• RECORD EXTRACTS
###
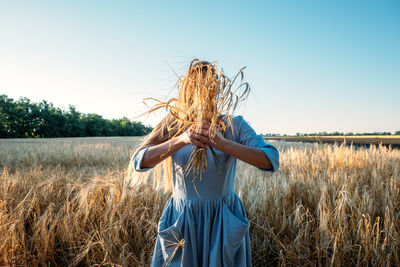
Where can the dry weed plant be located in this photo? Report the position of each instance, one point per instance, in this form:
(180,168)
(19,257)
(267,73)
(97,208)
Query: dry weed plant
(204,96)
(64,202)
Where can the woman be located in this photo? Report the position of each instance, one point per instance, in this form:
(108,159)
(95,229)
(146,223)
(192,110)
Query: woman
(204,222)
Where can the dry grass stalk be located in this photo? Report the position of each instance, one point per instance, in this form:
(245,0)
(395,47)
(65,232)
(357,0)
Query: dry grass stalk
(204,95)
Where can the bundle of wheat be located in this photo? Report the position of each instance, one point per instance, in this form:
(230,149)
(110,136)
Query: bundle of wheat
(204,96)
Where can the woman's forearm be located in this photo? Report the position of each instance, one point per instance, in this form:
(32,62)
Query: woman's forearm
(157,153)
(251,155)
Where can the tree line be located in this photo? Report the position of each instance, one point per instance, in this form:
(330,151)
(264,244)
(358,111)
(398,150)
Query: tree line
(23,118)
(335,133)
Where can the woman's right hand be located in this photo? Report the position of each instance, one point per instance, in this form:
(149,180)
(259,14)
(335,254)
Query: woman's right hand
(197,137)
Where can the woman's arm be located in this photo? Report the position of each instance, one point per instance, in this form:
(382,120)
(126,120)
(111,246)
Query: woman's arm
(250,148)
(248,154)
(157,153)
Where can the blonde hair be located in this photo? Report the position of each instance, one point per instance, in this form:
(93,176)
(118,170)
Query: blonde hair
(203,95)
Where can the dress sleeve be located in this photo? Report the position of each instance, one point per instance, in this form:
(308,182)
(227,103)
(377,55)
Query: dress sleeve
(246,135)
(138,158)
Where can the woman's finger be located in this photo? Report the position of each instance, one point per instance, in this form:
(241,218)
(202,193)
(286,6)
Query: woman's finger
(202,139)
(197,143)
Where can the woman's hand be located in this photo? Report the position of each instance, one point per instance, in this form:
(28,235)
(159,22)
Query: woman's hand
(202,137)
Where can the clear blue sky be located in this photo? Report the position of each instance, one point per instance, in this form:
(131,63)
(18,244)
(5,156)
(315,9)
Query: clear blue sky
(313,65)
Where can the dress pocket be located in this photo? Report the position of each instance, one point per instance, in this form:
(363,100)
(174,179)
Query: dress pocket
(171,238)
(235,227)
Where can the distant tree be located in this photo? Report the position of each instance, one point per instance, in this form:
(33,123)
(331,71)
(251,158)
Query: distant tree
(22,118)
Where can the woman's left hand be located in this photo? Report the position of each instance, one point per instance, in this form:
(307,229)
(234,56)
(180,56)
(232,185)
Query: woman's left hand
(212,138)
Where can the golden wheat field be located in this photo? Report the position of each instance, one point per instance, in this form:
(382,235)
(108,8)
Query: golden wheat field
(64,202)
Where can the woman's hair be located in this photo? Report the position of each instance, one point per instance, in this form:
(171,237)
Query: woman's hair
(199,74)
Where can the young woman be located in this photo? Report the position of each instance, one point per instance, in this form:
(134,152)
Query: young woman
(204,222)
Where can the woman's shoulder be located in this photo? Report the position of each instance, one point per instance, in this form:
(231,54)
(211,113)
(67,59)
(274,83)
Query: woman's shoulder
(233,124)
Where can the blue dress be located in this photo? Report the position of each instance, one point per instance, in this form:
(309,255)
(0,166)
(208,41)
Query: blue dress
(210,227)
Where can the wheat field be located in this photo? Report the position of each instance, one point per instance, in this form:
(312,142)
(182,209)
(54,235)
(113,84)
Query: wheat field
(64,202)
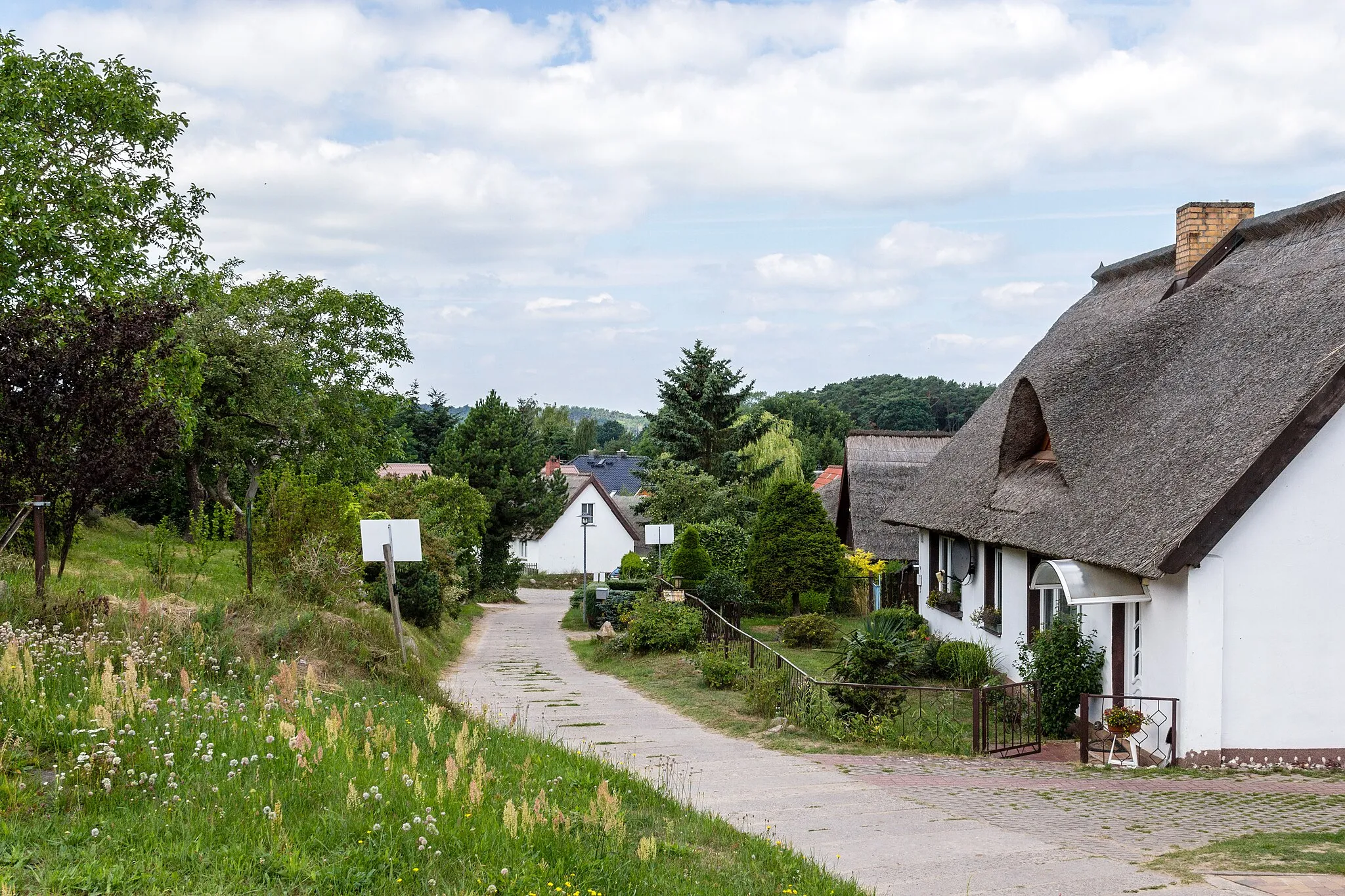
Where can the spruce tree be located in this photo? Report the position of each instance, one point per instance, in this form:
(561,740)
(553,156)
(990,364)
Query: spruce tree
(701,418)
(794,545)
(498,450)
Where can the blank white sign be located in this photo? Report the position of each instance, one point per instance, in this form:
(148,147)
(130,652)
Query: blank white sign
(661,534)
(404,535)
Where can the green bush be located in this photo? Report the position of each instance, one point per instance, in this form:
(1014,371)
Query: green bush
(814,601)
(720,671)
(721,587)
(690,562)
(876,653)
(906,618)
(807,630)
(663,626)
(1067,664)
(632,566)
(726,543)
(966,662)
(764,689)
(418,595)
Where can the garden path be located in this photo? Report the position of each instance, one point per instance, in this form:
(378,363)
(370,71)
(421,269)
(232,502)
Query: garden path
(902,844)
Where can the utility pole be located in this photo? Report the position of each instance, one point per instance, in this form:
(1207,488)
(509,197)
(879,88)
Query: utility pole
(39,544)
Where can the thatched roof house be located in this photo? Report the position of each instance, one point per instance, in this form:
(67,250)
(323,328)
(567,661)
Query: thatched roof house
(1169,412)
(1168,465)
(880,465)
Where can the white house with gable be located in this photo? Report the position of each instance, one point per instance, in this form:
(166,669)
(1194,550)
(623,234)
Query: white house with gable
(1169,464)
(612,535)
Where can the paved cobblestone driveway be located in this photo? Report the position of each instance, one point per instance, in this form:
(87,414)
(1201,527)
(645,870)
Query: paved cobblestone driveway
(906,826)
(1110,815)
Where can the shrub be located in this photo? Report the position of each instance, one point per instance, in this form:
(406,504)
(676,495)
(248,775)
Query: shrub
###
Quote in full the listing given above; the images are to be left out.

• TASK OUTPUT
Where can the dry weed plant be located in this photo? Report the position of each instance, one point per instance, in this form:
(180,168)
(19,257)
(267,73)
(97,208)
Query: dry weed plant
(204,96)
(64,202)
Where can the woman be located in this photo? Report the position of each instance, one point per instance, in this form:
(108,159)
(95,229)
(146,223)
(192,110)
Query: woman
(204,222)
Where can the dry grass stalk be located in this photo? Report the position of each instance, one point per instance, in this form:
(245,0)
(395,47)
(65,232)
(357,0)
Query: dry grass stalk
(204,95)
Where can the bundle of wheat be located in this photo? Report the position of each instance, one point per instance, in this form:
(230,149)
(110,136)
Query: bundle of wheat
(204,96)
Where can the woman's forearm be located in this photo? Report the position of each instance, one point per instance, in this form:
(32,62)
Query: woman's forearm
(157,153)
(251,155)
Where can the tree line be located in this photo? Report the position of each instance, one point per instance, in this form:
(330,151)
(264,244)
(358,111)
(398,150)
Query: tree line
(23,118)
(335,133)
Where can the woman's right hand be located in this photo? Report the position of each instance, one point per instance, in this form:
(149,180)
(259,14)
(335,254)
Query: woman's right hand
(197,137)
Where can the woman's arm be located in this photo? Report the position of each instance, one point per instance, in this form:
(382,120)
(126,120)
(111,246)
Query: woman's arm
(250,148)
(248,154)
(157,153)
Where can the blonde hair be located in this photo? Report the position of each instance, one point per instance, in this form:
(93,176)
(118,170)
Query: blonde hair
(203,95)
Where can the dress sleeve be located in this photo? Report the position of each instance, one point per instance, in this form:
(308,182)
(227,103)
(377,55)
Query: dress sleeve
(246,135)
(138,158)
Where can the woman's finger be located in this photo? Report the position of each instance, one point per instance, in this form:
(241,218)
(202,193)
(286,6)
Query: woman's finger
(202,139)
(197,143)
Where can the woman's hand be located in this photo? Report the position of each instance, one point per instance, in this form:
(28,235)
(159,22)
Query: woman's hand
(202,137)
Where can the clear blue sky be located in this photo? Report the position of each instance, one point per instance, in this form:
(131,63)
(18,244)
(5,156)
(315,9)
Query: clear blue sky
(313,65)
Where can the dress pocket be located in this photo? Report the position of each instance, one point per instance, in this form:
(363,100)
(174,179)
Query: dress pocket
(171,238)
(235,227)
Where can the distant tree be located in this photo? Report the position of each instance, one point per instance, in this form:
(33,123)
(331,71)
(251,158)
Query: distant tree
(22,118)
Where can the woman's left hand be located in this photo? Report the position of each instance, one point per instance, in this form:
(307,229)
(234,56)
(180,56)
(232,185)
Query: woman's left hand
(212,138)
Where can the golden wheat field be located in this photo? Report the position of each instance, one point per instance, in this form:
(382,235)
(108,8)
Query: golden wheat field
(64,202)
Where can the woman's hair be located in this photo? Report the position of each instance, one point per instance, in this form:
(171,237)
Query: woman's hair
(199,74)
Where can the young woman be located in this photo? Report the position of each instance, one point per instance, in this form:
(134,152)
Query: young woman
(204,222)
Where can the woman's shoulder be located in this photo? Report the position of each instance, one point per instance, in this form:
(231,54)
(211,113)
(67,59)
(274,83)
Query: woman's shoulder
(233,124)
Where can the blue dress be located in this photo? Report the position of each instance, one point per instance, in this form:
(309,255)
(0,166)
(208,41)
Query: blue dress
(210,227)
Where can the wheat field be located in this photo? Report the position of each instance, one point per instance, in this form:
(312,142)
(182,209)
(54,235)
(113,84)
Query: wheat field
(64,202)
Where can the spruce tree be located in this photo? Report the position of each instance, one point per instance, in this form:
(561,740)
(553,156)
(990,364)
Query: spruce tree
(701,418)
(794,545)
(498,450)
Where can the blank white sign be located in this photo? Report the position of each instance, one point per instance, in this form:
(148,147)
(130,652)
Query: blank white sign
(661,534)
(404,535)
Where can the green bush be located in this photo? Report the position of each instance, one point per instance, in this form:
(1014,371)
Query: green bush
(814,601)
(720,671)
(721,587)
(690,562)
(876,653)
(906,618)
(807,630)
(663,626)
(1067,664)
(632,566)
(726,543)
(966,662)
(764,689)
(418,595)
Where can the garden path be located in this photo? Report the position of each instance, one point per instance, in this form:
(378,363)
(370,71)
(421,269)
(232,502)
Query: garden path
(902,844)
Where can the utility pole be located in this photo? Report the position of each instance, one point per instance, in this form:
(1207,488)
(509,197)
(879,88)
Query: utility pole
(39,544)
Where can the thatched roof house be located in this photo? Report the position of each instance, one point per instance, in this form:
(67,250)
(323,328)
(567,661)
Query: thatched roof house
(1169,412)
(1168,465)
(880,465)
Where can the white house with gable be located in this photo? Report the position of each instance, one point per instance, in this form:
(166,669)
(1194,550)
(623,234)
Query: white house with gable
(1169,464)
(612,535)
Where can the paved cobblestone driveway be located in this photo? Report the position of each instance, one point per instance, in this form:
(87,414)
(1201,527)
(645,870)
Query: paved cobblestone driveway
(906,826)
(1110,815)
Where can the shrub be located in this photo? Report the position of each instance, one point per instance, in this form:
(406,504)
(676,495)
(248,775)
Query: shrub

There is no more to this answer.